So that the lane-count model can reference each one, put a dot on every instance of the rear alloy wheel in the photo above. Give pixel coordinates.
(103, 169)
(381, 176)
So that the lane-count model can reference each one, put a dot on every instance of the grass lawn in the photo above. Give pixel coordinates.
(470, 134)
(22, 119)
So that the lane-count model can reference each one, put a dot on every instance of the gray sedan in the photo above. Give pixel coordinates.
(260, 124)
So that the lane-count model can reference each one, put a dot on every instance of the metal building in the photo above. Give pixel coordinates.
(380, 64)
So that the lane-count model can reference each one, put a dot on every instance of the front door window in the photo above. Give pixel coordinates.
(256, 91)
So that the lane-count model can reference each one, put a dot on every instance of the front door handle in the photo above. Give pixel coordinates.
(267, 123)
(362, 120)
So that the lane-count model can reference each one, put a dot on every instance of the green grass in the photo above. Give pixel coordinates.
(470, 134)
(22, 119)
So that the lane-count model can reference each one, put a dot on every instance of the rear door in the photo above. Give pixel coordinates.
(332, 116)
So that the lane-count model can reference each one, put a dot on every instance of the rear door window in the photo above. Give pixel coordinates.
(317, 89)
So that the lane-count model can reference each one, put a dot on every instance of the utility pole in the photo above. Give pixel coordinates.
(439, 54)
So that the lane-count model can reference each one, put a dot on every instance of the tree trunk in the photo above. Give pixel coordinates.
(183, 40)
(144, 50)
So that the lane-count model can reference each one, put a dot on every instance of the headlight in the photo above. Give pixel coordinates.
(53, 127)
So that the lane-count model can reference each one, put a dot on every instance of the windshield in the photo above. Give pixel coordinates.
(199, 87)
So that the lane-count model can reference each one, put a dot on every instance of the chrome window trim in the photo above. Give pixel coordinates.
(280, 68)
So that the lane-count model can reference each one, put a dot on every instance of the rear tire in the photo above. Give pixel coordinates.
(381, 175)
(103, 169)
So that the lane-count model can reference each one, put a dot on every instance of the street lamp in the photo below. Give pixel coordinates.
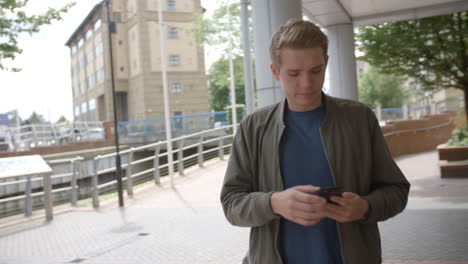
(118, 163)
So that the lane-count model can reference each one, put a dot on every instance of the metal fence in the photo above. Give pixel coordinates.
(219, 140)
(180, 123)
(33, 135)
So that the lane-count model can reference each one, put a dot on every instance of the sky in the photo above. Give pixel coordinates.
(44, 84)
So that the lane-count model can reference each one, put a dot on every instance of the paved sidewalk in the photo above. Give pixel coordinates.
(187, 225)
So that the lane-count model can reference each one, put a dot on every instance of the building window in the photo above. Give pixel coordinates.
(99, 48)
(92, 104)
(77, 111)
(176, 88)
(97, 24)
(80, 43)
(82, 63)
(90, 56)
(172, 32)
(100, 75)
(92, 81)
(89, 33)
(84, 108)
(171, 5)
(174, 60)
(83, 86)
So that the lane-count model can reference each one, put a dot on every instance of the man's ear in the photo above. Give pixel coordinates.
(274, 71)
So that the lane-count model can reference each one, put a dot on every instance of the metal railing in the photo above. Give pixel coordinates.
(33, 135)
(179, 124)
(417, 129)
(220, 137)
(29, 181)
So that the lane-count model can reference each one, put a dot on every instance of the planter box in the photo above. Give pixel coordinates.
(453, 161)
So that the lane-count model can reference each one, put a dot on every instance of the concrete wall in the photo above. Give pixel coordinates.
(419, 141)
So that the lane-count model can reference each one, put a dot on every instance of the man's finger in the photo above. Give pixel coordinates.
(340, 200)
(306, 188)
(309, 198)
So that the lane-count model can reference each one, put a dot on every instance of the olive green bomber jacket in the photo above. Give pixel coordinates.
(359, 160)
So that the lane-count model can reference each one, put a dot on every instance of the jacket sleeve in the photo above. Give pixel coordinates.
(389, 187)
(243, 205)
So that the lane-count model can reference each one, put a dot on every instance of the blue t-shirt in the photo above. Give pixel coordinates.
(303, 162)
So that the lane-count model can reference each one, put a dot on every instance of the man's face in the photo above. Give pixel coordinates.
(301, 73)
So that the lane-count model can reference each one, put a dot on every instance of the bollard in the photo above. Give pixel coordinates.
(74, 194)
(221, 148)
(48, 197)
(157, 173)
(180, 166)
(94, 182)
(405, 112)
(379, 112)
(200, 152)
(129, 173)
(28, 202)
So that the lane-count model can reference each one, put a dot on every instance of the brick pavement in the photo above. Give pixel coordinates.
(186, 225)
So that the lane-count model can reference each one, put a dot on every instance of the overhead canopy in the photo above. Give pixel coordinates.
(366, 12)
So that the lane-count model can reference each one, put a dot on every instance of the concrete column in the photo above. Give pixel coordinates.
(268, 15)
(342, 62)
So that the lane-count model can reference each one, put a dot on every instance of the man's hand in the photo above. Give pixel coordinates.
(299, 206)
(350, 207)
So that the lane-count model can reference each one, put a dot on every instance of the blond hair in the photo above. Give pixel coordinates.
(296, 34)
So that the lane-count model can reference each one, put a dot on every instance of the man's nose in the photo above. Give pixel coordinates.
(306, 80)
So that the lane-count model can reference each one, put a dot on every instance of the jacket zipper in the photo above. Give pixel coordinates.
(277, 225)
(334, 181)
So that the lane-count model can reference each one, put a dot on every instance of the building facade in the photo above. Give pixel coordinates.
(137, 62)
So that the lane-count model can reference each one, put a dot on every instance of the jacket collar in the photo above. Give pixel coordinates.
(283, 107)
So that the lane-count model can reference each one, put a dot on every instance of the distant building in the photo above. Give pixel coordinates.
(137, 62)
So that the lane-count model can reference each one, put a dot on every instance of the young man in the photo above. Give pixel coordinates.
(282, 154)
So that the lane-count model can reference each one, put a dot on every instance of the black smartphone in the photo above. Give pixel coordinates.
(327, 192)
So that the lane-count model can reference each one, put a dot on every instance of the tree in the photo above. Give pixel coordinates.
(61, 120)
(14, 21)
(35, 118)
(433, 51)
(219, 83)
(217, 30)
(384, 89)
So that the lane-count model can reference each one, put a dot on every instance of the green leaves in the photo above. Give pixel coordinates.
(432, 50)
(379, 88)
(219, 81)
(14, 21)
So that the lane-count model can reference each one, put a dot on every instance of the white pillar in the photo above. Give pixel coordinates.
(342, 61)
(268, 15)
(405, 110)
(379, 112)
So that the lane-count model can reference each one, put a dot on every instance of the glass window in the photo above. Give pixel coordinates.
(90, 56)
(84, 108)
(89, 33)
(176, 88)
(92, 104)
(97, 24)
(82, 63)
(174, 60)
(171, 5)
(100, 75)
(99, 48)
(172, 32)
(92, 81)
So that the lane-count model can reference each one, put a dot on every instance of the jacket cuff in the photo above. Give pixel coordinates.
(372, 214)
(268, 210)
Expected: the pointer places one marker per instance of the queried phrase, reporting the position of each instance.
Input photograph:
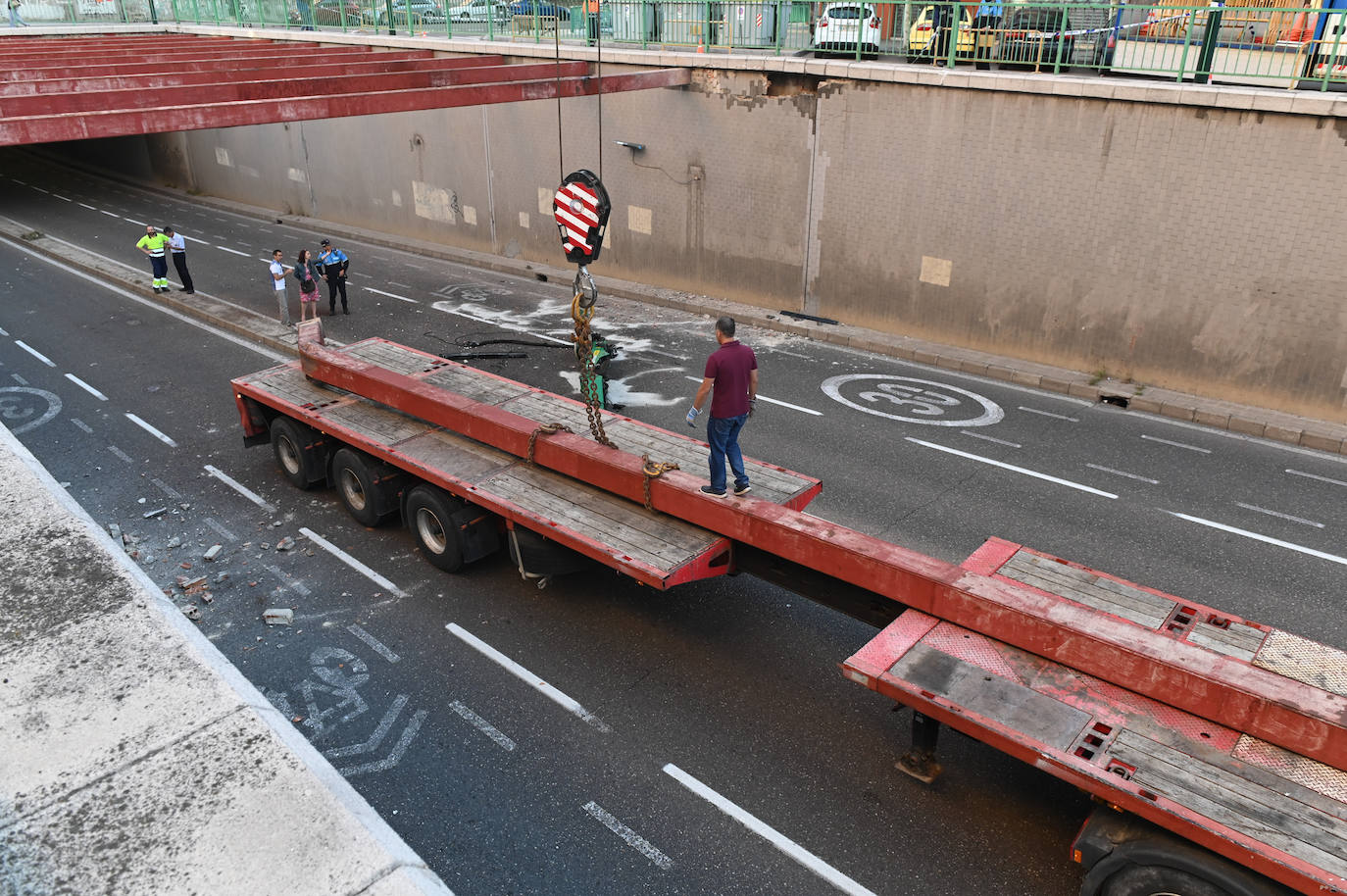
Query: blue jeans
(723, 435)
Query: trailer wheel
(357, 488)
(1157, 880)
(287, 445)
(429, 519)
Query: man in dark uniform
(333, 265)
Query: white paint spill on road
(1130, 475)
(483, 726)
(528, 678)
(151, 430)
(770, 834)
(1013, 469)
(238, 486)
(1289, 546)
(1183, 445)
(86, 387)
(378, 647)
(352, 562)
(34, 352)
(627, 835)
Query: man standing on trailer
(731, 371)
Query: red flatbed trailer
(1224, 733)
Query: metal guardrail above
(1231, 42)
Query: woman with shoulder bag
(307, 276)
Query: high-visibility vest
(155, 244)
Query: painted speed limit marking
(903, 398)
(25, 409)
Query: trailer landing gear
(919, 762)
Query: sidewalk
(133, 759)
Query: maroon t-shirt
(730, 366)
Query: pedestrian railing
(1230, 42)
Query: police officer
(333, 265)
(152, 244)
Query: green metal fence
(1232, 42)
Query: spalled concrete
(133, 758)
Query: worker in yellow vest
(152, 244)
(591, 21)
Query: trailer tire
(1157, 880)
(429, 518)
(288, 448)
(356, 486)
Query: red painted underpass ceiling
(75, 88)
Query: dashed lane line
(238, 486)
(1265, 539)
(34, 352)
(86, 387)
(1013, 468)
(151, 430)
(768, 833)
(528, 678)
(483, 726)
(352, 562)
(627, 835)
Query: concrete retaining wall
(1184, 243)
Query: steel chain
(651, 472)
(547, 428)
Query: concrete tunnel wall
(1184, 247)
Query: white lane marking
(528, 678)
(627, 835)
(1183, 445)
(1289, 546)
(238, 486)
(503, 324)
(1278, 515)
(352, 562)
(34, 352)
(222, 529)
(392, 295)
(86, 387)
(483, 726)
(151, 430)
(1015, 469)
(294, 583)
(1056, 417)
(770, 834)
(1322, 478)
(374, 644)
(763, 398)
(989, 438)
(140, 299)
(1130, 475)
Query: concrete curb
(364, 850)
(1278, 426)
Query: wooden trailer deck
(652, 547)
(1275, 812)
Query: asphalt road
(730, 682)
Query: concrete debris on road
(279, 616)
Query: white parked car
(845, 25)
(478, 11)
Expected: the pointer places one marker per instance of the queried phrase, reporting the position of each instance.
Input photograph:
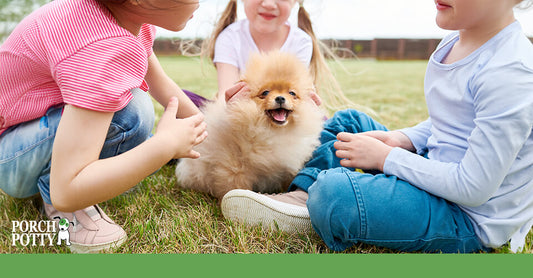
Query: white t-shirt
(235, 44)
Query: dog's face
(278, 83)
(278, 101)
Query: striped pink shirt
(70, 52)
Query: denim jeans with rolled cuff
(26, 149)
(347, 207)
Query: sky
(348, 19)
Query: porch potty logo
(40, 233)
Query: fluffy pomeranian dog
(258, 142)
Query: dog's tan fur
(249, 147)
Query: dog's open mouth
(279, 116)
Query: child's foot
(287, 211)
(92, 230)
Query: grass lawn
(161, 218)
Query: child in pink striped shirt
(75, 120)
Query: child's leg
(348, 207)
(324, 157)
(129, 127)
(26, 150)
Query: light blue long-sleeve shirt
(478, 137)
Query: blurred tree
(13, 11)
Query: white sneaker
(287, 211)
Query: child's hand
(392, 138)
(361, 151)
(181, 134)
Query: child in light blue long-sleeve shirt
(461, 181)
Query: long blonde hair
(326, 84)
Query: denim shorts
(26, 149)
(347, 207)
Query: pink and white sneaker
(92, 230)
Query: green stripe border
(268, 265)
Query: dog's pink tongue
(279, 115)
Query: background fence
(381, 49)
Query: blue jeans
(26, 149)
(347, 207)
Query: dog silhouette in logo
(63, 233)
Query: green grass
(161, 218)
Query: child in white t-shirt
(265, 28)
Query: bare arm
(162, 88)
(79, 179)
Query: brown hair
(326, 85)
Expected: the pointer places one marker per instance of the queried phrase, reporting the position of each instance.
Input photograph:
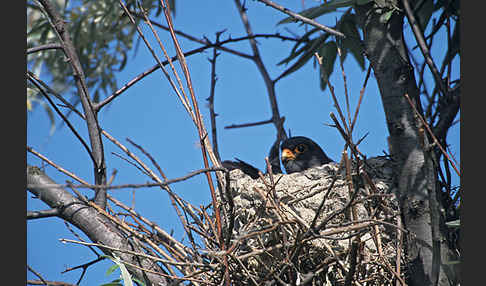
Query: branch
(42, 214)
(91, 120)
(427, 127)
(269, 83)
(423, 46)
(210, 99)
(88, 220)
(52, 46)
(302, 18)
(249, 124)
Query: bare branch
(302, 18)
(423, 46)
(52, 46)
(89, 111)
(43, 214)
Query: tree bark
(97, 227)
(415, 171)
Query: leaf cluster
(102, 35)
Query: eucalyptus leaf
(328, 52)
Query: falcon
(299, 153)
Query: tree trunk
(415, 171)
(97, 227)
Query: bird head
(301, 153)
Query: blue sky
(151, 115)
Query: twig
(84, 267)
(52, 46)
(436, 142)
(59, 168)
(269, 83)
(352, 262)
(43, 214)
(249, 124)
(302, 18)
(50, 283)
(91, 120)
(361, 95)
(37, 274)
(160, 232)
(423, 46)
(71, 127)
(210, 99)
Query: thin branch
(91, 120)
(59, 168)
(50, 283)
(43, 214)
(53, 46)
(71, 127)
(249, 124)
(302, 18)
(427, 127)
(419, 37)
(37, 274)
(137, 186)
(210, 99)
(269, 83)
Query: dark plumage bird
(301, 153)
(298, 154)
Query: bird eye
(301, 148)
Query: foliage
(102, 36)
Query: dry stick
(52, 46)
(140, 254)
(249, 124)
(302, 18)
(436, 142)
(37, 274)
(137, 186)
(71, 127)
(205, 144)
(361, 94)
(210, 99)
(206, 41)
(348, 108)
(125, 227)
(171, 82)
(90, 113)
(137, 78)
(59, 168)
(179, 246)
(174, 72)
(51, 91)
(269, 83)
(172, 196)
(331, 89)
(423, 46)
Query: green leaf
(455, 45)
(423, 11)
(328, 52)
(310, 13)
(309, 49)
(310, 46)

....

The requested lines run from the one with "Query: branch" through the last line of the records. Return them exactly.

Query: branch
(42, 214)
(91, 120)
(427, 127)
(269, 83)
(423, 46)
(210, 99)
(88, 220)
(52, 46)
(302, 18)
(249, 124)
Query: bare branch
(302, 18)
(423, 46)
(52, 46)
(89, 111)
(43, 214)
Query: tree bark
(97, 227)
(415, 171)
Query: leaf cluster
(102, 35)
Query: eucalyptus leaf
(328, 52)
Query: falcon
(299, 153)
Query: tree trunk
(415, 171)
(97, 227)
Query: bird head
(301, 153)
Query: blue sky
(151, 115)
Query: twig
(84, 267)
(52, 46)
(436, 142)
(59, 168)
(269, 83)
(352, 262)
(43, 214)
(249, 124)
(302, 18)
(50, 283)
(91, 120)
(361, 95)
(37, 274)
(160, 232)
(423, 46)
(71, 127)
(210, 99)
Query: thin branch
(91, 120)
(59, 168)
(50, 283)
(43, 214)
(53, 46)
(71, 127)
(249, 124)
(302, 18)
(427, 127)
(419, 37)
(37, 274)
(137, 186)
(210, 99)
(269, 83)
Query: dark plumage bird
(301, 153)
(298, 154)
Query: bird eye
(301, 148)
Query: foliage
(102, 36)
Query: dry stick
(52, 46)
(140, 254)
(249, 124)
(302, 18)
(436, 142)
(37, 274)
(137, 186)
(71, 127)
(205, 144)
(361, 94)
(210, 99)
(206, 41)
(348, 108)
(125, 227)
(171, 82)
(90, 113)
(137, 78)
(59, 168)
(179, 246)
(174, 72)
(51, 91)
(269, 83)
(172, 196)
(331, 89)
(423, 46)
Query: green leaf
(455, 45)
(423, 11)
(328, 52)
(310, 13)
(309, 49)
(310, 46)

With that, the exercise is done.